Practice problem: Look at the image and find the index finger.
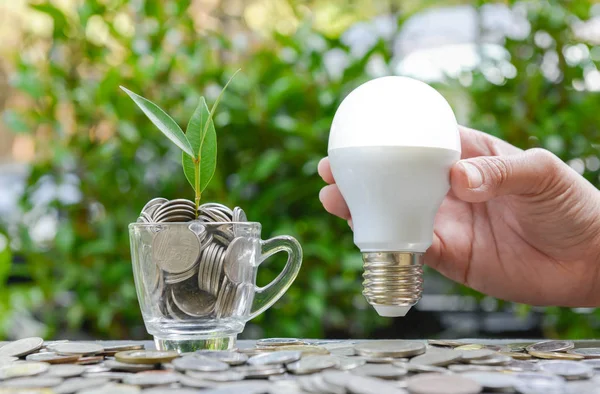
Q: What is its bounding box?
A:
[317,157,335,184]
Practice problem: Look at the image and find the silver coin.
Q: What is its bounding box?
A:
[581,359,600,369]
[461,349,496,361]
[526,341,575,352]
[25,352,79,364]
[171,355,229,372]
[232,207,248,222]
[142,197,169,215]
[171,279,217,317]
[406,373,482,394]
[469,353,513,366]
[77,383,142,394]
[0,361,50,380]
[514,372,567,394]
[331,355,367,371]
[248,350,302,365]
[392,361,452,374]
[538,360,594,380]
[0,356,19,366]
[409,349,463,367]
[52,378,110,394]
[123,371,180,386]
[45,364,86,378]
[0,376,63,391]
[104,360,154,372]
[346,375,410,394]
[179,371,215,389]
[152,226,200,274]
[193,350,248,365]
[81,371,131,381]
[567,347,600,358]
[235,364,285,378]
[461,372,517,391]
[185,370,246,382]
[352,364,408,379]
[53,342,104,356]
[223,237,255,284]
[354,340,425,357]
[0,337,44,357]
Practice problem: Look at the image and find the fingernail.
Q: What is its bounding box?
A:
[319,188,325,202]
[460,161,483,189]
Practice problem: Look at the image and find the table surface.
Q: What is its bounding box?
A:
[0,339,600,394]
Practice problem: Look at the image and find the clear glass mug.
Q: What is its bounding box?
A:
[129,221,302,352]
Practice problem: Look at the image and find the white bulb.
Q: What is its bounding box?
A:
[328,77,460,316]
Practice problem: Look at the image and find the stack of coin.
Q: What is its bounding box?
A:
[0,338,600,394]
[137,198,256,321]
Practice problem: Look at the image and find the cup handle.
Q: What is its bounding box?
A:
[248,235,302,320]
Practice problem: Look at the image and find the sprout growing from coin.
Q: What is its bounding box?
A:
[121,70,240,214]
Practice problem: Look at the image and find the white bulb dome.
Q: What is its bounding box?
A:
[329,76,460,152]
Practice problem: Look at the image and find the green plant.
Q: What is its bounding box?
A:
[121,70,239,211]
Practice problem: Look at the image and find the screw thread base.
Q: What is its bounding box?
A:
[363,252,423,317]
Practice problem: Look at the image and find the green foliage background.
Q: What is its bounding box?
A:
[0,0,600,338]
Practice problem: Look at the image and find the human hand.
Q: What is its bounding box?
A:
[319,127,600,307]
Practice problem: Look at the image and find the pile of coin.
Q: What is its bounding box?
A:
[137,198,256,321]
[0,338,600,394]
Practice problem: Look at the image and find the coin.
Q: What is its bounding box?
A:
[582,359,600,369]
[462,349,496,361]
[352,364,408,379]
[406,373,482,394]
[427,339,465,347]
[123,371,179,386]
[171,355,229,372]
[46,364,86,378]
[461,372,517,392]
[152,226,200,274]
[567,347,600,358]
[514,372,566,394]
[193,350,248,365]
[286,355,337,375]
[529,350,583,360]
[25,352,79,364]
[171,279,216,317]
[2,376,63,389]
[526,341,575,353]
[248,350,302,365]
[469,353,512,365]
[185,370,246,382]
[104,360,154,372]
[354,340,425,357]
[0,337,44,357]
[346,375,410,394]
[52,342,104,355]
[115,350,179,364]
[77,383,142,394]
[409,350,464,367]
[454,343,485,350]
[539,360,594,380]
[0,361,50,380]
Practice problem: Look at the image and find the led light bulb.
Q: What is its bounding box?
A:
[328,76,460,316]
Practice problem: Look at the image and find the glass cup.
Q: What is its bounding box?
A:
[129,221,302,352]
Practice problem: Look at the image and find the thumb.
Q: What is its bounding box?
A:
[450,148,566,202]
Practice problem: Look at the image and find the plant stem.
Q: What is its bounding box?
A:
[194,158,202,218]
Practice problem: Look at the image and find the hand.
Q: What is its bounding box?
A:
[319,128,600,307]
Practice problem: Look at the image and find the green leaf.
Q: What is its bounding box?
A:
[121,86,195,157]
[182,97,217,191]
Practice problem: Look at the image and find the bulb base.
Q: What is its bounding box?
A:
[363,252,424,317]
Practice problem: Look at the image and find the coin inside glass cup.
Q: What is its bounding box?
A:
[171,280,217,317]
[223,237,253,283]
[152,226,200,274]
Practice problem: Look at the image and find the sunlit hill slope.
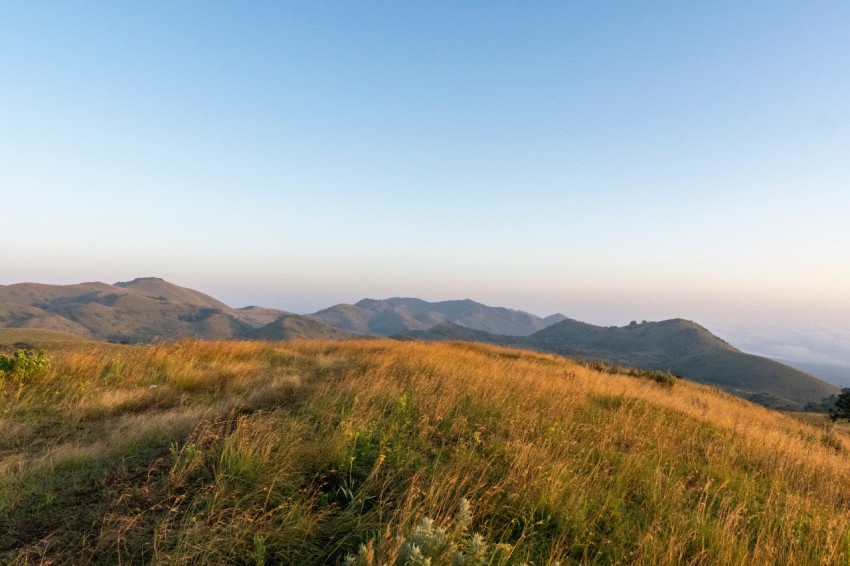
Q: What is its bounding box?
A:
[0,339,850,564]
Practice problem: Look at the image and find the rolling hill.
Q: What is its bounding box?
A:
[398,319,839,409]
[0,277,343,343]
[0,338,850,566]
[311,297,566,336]
[0,277,838,409]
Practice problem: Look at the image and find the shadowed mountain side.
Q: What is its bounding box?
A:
[250,314,354,340]
[312,297,565,336]
[396,319,839,409]
[0,277,342,343]
[392,322,512,346]
[234,305,293,328]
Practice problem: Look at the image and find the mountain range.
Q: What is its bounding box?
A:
[0,277,839,409]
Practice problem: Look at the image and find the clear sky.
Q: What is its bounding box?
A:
[0,1,850,365]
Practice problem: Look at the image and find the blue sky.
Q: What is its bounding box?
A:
[0,2,850,365]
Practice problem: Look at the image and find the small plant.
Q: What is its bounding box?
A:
[0,350,50,381]
[345,499,513,566]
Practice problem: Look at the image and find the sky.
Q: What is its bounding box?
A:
[0,0,850,366]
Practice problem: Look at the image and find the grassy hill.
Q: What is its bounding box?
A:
[0,277,340,343]
[0,340,850,565]
[528,319,839,408]
[396,319,839,410]
[312,297,565,336]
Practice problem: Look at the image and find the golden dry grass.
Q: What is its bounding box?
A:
[0,340,850,564]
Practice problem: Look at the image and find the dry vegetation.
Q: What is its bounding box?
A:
[0,340,850,564]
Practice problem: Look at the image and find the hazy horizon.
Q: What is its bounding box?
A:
[0,2,850,372]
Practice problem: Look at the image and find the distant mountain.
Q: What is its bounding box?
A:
[398,319,839,409]
[311,297,566,336]
[246,314,354,340]
[0,277,340,343]
[0,277,839,408]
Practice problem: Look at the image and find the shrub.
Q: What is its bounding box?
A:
[0,350,50,381]
[345,499,513,566]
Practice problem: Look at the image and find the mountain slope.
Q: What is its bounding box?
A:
[312,297,564,336]
[0,339,850,566]
[0,277,337,342]
[396,319,839,409]
[249,314,354,340]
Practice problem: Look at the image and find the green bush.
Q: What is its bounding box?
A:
[0,350,50,381]
[345,499,516,566]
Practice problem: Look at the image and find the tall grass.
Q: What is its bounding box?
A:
[0,340,850,564]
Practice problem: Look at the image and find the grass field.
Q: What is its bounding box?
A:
[0,340,850,564]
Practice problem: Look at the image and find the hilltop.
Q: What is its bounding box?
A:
[312,297,566,336]
[0,277,839,410]
[0,277,346,343]
[0,339,850,565]
[398,319,839,410]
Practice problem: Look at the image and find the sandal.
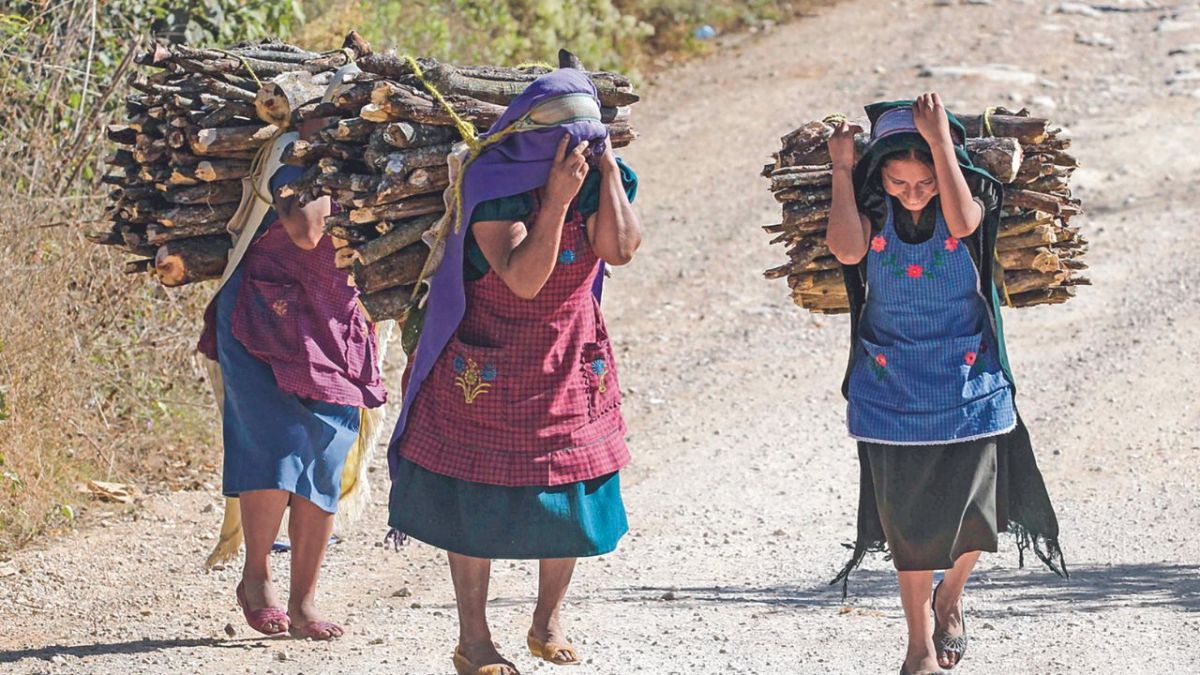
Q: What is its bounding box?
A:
[454,647,521,675]
[900,662,950,675]
[526,629,582,665]
[288,621,346,643]
[932,581,971,670]
[235,581,292,635]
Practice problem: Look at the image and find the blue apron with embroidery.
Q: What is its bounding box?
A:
[846,199,1016,446]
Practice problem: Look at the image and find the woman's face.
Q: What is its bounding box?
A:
[880,159,937,211]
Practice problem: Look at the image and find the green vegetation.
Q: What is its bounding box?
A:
[0,0,810,551]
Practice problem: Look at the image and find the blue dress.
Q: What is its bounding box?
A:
[216,251,360,513]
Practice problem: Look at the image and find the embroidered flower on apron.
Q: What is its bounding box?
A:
[454,357,497,405]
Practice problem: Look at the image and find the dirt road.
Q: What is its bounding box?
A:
[0,0,1200,674]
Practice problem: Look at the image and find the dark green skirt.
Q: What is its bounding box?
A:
[388,458,629,560]
[833,417,1067,593]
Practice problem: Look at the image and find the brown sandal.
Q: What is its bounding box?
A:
[454,647,521,675]
[526,631,582,665]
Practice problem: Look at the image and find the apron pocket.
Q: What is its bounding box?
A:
[434,336,512,408]
[346,303,380,384]
[232,275,306,362]
[581,340,620,422]
[851,334,1007,412]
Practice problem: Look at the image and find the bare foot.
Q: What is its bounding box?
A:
[457,640,518,675]
[904,647,942,675]
[529,615,580,664]
[288,599,346,640]
[934,586,966,669]
[241,574,283,611]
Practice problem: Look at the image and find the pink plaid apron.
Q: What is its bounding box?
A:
[398,196,629,486]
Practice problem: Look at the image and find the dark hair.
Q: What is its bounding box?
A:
[880,148,934,169]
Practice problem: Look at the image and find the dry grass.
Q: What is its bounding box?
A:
[0,0,824,554]
[0,2,220,551]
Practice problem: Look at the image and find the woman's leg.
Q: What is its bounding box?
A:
[288,495,342,639]
[934,551,982,668]
[238,490,288,629]
[446,552,504,665]
[529,557,575,661]
[896,572,941,673]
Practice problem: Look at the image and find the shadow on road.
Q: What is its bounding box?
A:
[0,638,265,663]
[612,563,1200,616]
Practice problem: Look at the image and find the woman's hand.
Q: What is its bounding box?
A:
[828,121,863,169]
[912,92,954,148]
[546,133,588,207]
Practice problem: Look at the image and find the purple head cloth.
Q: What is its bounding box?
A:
[388,68,608,476]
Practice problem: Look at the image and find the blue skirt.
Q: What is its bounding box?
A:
[217,263,360,513]
[388,458,629,560]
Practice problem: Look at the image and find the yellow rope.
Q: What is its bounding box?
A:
[214,49,263,89]
[983,106,996,137]
[821,113,850,129]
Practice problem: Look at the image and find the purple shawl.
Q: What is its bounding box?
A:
[388,68,608,476]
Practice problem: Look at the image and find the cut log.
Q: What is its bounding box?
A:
[145,221,229,246]
[1009,286,1075,307]
[353,244,430,293]
[157,202,238,227]
[966,138,1024,183]
[155,235,232,287]
[1004,269,1069,295]
[163,180,241,205]
[359,286,413,323]
[379,121,458,150]
[188,125,278,155]
[353,214,442,265]
[254,71,329,129]
[955,113,1050,145]
[194,160,250,183]
[350,195,445,225]
[997,246,1063,273]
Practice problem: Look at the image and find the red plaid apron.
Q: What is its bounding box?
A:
[398,196,629,486]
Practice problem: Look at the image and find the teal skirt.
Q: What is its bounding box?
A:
[388,458,629,560]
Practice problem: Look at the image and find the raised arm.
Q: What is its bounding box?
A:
[912,94,983,239]
[470,135,588,300]
[588,145,642,265]
[826,123,871,265]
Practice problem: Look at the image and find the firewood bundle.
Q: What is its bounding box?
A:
[763,109,1090,313]
[89,40,367,286]
[276,46,638,321]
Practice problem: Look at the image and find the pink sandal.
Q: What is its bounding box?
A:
[288,621,346,641]
[236,581,292,635]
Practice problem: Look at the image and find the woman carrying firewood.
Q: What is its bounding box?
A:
[827,94,1066,674]
[200,107,386,640]
[390,68,641,675]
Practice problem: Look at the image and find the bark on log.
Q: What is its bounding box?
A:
[194,160,250,183]
[955,113,1050,145]
[155,235,232,287]
[163,180,241,205]
[997,246,1063,273]
[157,203,238,227]
[254,71,329,129]
[350,195,445,225]
[188,125,278,155]
[359,285,413,323]
[353,244,430,293]
[354,214,442,265]
[379,121,460,150]
[145,221,228,246]
[1004,269,1068,295]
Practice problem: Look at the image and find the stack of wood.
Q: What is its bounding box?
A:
[89,40,356,286]
[763,108,1090,313]
[276,48,638,321]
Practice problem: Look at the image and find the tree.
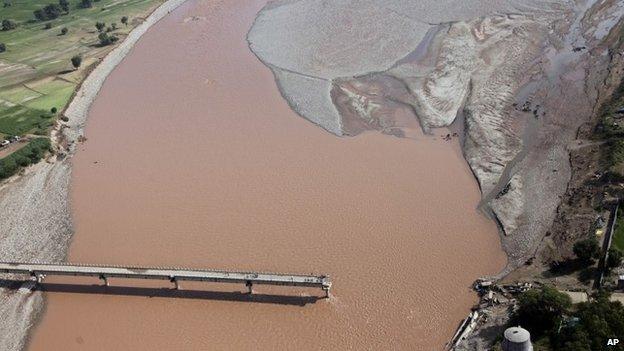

YOUR GOAL:
Revise the entries from the line with "Practice problem: Look at the image and find the hand." to the line with "[182,97,217,191]", replacing "green leaf" with "plant leaf" and leaving everything else unchanged.

RIGHT ANSWER:
Practice problem: Look at the image and find the hand.
Q: What is its bounding box?
A:
[319,128,600,307]
Practice problem: Look at the image and find the plant leaf.
Q: What is its bounding box?
A:
[121,86,195,157]
[182,97,217,191]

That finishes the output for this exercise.